[Dataset excerpt]
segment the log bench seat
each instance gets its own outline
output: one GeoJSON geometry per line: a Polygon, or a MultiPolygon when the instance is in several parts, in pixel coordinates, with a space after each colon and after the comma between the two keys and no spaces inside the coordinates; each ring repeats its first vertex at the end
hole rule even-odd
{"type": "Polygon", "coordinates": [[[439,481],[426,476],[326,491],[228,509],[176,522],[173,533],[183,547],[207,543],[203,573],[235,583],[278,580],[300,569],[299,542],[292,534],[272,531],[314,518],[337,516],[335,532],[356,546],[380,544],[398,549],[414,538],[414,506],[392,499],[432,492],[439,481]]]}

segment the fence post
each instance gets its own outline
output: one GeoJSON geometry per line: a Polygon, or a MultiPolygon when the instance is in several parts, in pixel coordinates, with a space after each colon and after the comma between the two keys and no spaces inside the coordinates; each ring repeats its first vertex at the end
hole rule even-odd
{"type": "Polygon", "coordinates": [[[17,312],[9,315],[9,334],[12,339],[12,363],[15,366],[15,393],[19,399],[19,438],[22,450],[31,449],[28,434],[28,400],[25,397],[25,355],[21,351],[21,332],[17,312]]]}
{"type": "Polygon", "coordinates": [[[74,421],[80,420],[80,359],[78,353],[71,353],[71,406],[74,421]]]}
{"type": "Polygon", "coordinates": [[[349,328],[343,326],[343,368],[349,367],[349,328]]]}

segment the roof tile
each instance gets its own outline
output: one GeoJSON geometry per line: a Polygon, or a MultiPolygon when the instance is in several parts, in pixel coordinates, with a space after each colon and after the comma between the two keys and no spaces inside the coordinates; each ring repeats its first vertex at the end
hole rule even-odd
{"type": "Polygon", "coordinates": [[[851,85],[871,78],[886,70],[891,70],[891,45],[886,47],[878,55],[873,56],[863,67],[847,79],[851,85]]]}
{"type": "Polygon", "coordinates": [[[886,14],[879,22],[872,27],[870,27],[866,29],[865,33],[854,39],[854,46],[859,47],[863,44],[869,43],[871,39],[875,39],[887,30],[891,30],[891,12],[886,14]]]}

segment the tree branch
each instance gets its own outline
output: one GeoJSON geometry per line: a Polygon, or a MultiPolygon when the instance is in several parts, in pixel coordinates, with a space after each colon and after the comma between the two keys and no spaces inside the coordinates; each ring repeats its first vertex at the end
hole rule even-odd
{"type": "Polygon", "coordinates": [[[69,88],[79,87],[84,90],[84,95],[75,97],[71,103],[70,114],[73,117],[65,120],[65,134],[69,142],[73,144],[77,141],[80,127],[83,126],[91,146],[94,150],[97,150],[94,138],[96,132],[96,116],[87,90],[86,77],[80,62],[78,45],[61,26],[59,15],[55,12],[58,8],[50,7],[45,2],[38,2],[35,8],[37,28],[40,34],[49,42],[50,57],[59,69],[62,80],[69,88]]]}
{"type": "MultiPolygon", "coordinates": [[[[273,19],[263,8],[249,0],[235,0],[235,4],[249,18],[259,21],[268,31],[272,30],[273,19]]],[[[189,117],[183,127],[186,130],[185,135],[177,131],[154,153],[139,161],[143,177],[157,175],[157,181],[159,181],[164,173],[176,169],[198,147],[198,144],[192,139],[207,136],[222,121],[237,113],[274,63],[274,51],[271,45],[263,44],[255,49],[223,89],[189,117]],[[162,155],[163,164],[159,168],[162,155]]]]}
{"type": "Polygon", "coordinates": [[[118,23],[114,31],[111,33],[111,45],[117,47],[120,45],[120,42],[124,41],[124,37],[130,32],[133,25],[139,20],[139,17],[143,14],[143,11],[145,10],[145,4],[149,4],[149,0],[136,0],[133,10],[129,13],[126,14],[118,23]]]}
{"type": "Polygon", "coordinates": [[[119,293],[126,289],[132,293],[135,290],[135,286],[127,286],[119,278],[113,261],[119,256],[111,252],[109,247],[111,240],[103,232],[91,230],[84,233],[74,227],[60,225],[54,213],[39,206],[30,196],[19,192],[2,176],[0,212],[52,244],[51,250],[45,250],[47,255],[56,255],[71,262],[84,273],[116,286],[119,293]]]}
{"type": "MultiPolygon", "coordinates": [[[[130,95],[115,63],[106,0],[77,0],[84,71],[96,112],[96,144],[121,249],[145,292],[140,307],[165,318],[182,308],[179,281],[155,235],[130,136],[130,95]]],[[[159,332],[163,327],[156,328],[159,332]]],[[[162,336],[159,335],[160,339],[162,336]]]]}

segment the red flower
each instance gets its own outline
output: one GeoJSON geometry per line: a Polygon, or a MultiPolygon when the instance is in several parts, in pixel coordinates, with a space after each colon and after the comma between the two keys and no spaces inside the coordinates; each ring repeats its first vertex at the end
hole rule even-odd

■ **Required work**: Reproduce every line of the material above verbatim, with nothing added, dropped, or altered.

■ **Result of the exercise**:
segment the log bench seat
each instance gets its own outline
output: one GeoJSON geometry per line: a Polygon, or a MultiPolygon when the instance is in several parts, in pixel coordinates, with a space after each colon and after the comma between the two keys and no spaces inside the coordinates; each ring repeats its first vertex at the end
hole rule even-odd
{"type": "Polygon", "coordinates": [[[439,481],[426,476],[326,491],[228,509],[176,522],[173,533],[183,547],[207,543],[203,573],[235,583],[278,580],[300,569],[299,542],[292,534],[272,531],[314,518],[337,516],[335,532],[356,546],[380,544],[398,549],[414,538],[414,506],[392,499],[432,492],[439,481]]]}

segment the fence post
each instance gets its own outline
output: one GeoJSON geometry per line: a Polygon, or a MultiPolygon when the instance is in several parts, in pixel coordinates, with a space after each colon and after the comma between the two keys and no spaces inside the coordinates; each ring repeats its first vertex at the end
hole rule even-odd
{"type": "Polygon", "coordinates": [[[17,312],[9,315],[9,334],[12,339],[12,363],[15,366],[15,393],[19,399],[19,438],[22,450],[31,449],[28,434],[28,400],[25,397],[25,355],[21,351],[21,332],[17,312]]]}
{"type": "Polygon", "coordinates": [[[74,421],[80,420],[80,359],[78,353],[71,353],[71,406],[74,421]]]}
{"type": "Polygon", "coordinates": [[[349,328],[343,326],[343,368],[349,367],[349,328]]]}

segment the roof tile
each instance gets its own outline
output: one GeoJSON geometry per line: a Polygon, or a MultiPolygon when the instance is in several parts, in pixel coordinates, with a space after each colon and after the comma between the two keys and no spaces inside the coordinates; each ring repeats its first vertex at the end
hole rule even-odd
{"type": "Polygon", "coordinates": [[[851,85],[871,78],[886,70],[891,70],[891,45],[886,47],[878,55],[873,56],[863,67],[847,79],[851,85]]]}
{"type": "Polygon", "coordinates": [[[886,14],[879,22],[872,27],[870,27],[866,29],[865,33],[854,39],[854,46],[859,47],[863,44],[869,43],[871,39],[875,39],[887,30],[891,30],[891,12],[886,14]]]}

segment the tree branch
each instance gets its own outline
output: one GeoJSON geometry per line: a Polygon, or a MultiPolygon when the instance is in several parts, in pixel coordinates, with a space after each colon and after the comma between the two keys and no spaces inside the coordinates; each ring repeats its first vertex at the end
hole rule even-odd
{"type": "Polygon", "coordinates": [[[69,88],[79,87],[84,90],[84,95],[75,97],[71,103],[70,114],[73,117],[65,120],[65,134],[69,142],[73,144],[77,141],[80,127],[83,126],[91,146],[94,150],[97,150],[94,138],[96,132],[96,116],[87,90],[86,77],[80,62],[78,45],[61,26],[59,15],[55,12],[58,8],[50,7],[45,2],[38,2],[35,8],[37,28],[40,34],[49,42],[50,57],[59,69],[62,80],[69,88]]]}
{"type": "MultiPolygon", "coordinates": [[[[273,19],[263,8],[249,0],[235,0],[235,4],[249,18],[259,21],[268,31],[272,30],[273,19]]],[[[189,117],[183,127],[186,130],[185,135],[177,131],[154,153],[139,161],[143,177],[157,175],[157,181],[159,181],[164,173],[176,169],[198,147],[198,144],[192,139],[207,136],[222,121],[237,113],[274,63],[274,51],[271,45],[263,44],[255,49],[223,89],[189,117]],[[162,155],[163,164],[159,168],[162,155]]]]}
{"type": "Polygon", "coordinates": [[[118,23],[114,31],[111,33],[111,45],[117,47],[120,45],[120,42],[124,41],[124,37],[130,32],[133,25],[139,20],[139,17],[143,14],[143,11],[145,10],[145,4],[149,4],[149,0],[136,0],[133,10],[129,13],[126,14],[118,23]]]}
{"type": "Polygon", "coordinates": [[[119,293],[126,289],[132,293],[135,290],[135,286],[127,286],[119,278],[113,261],[119,256],[111,252],[109,247],[111,240],[103,232],[91,230],[84,233],[74,227],[60,225],[54,213],[39,206],[30,196],[19,192],[2,176],[0,212],[52,244],[51,250],[45,250],[47,255],[56,255],[71,262],[84,273],[116,286],[119,293]]]}
{"type": "MultiPolygon", "coordinates": [[[[130,95],[115,63],[106,0],[77,0],[84,71],[96,112],[96,144],[121,249],[145,292],[140,307],[165,318],[182,308],[179,281],[155,235],[130,136],[130,95]]],[[[159,332],[163,327],[156,328],[159,332]]],[[[162,336],[159,335],[160,339],[162,336]]]]}

segment the red flower
each instance gets its own outline
output: one GeoJSON geometry per line: a Polygon, or a MultiPolygon when the instance is in several parts, in pixel coordinates, with a space after each colon and after the comma between the two keys and no spaces inside the coordinates; each ring repeats its first vertex at the end
hole rule even-odd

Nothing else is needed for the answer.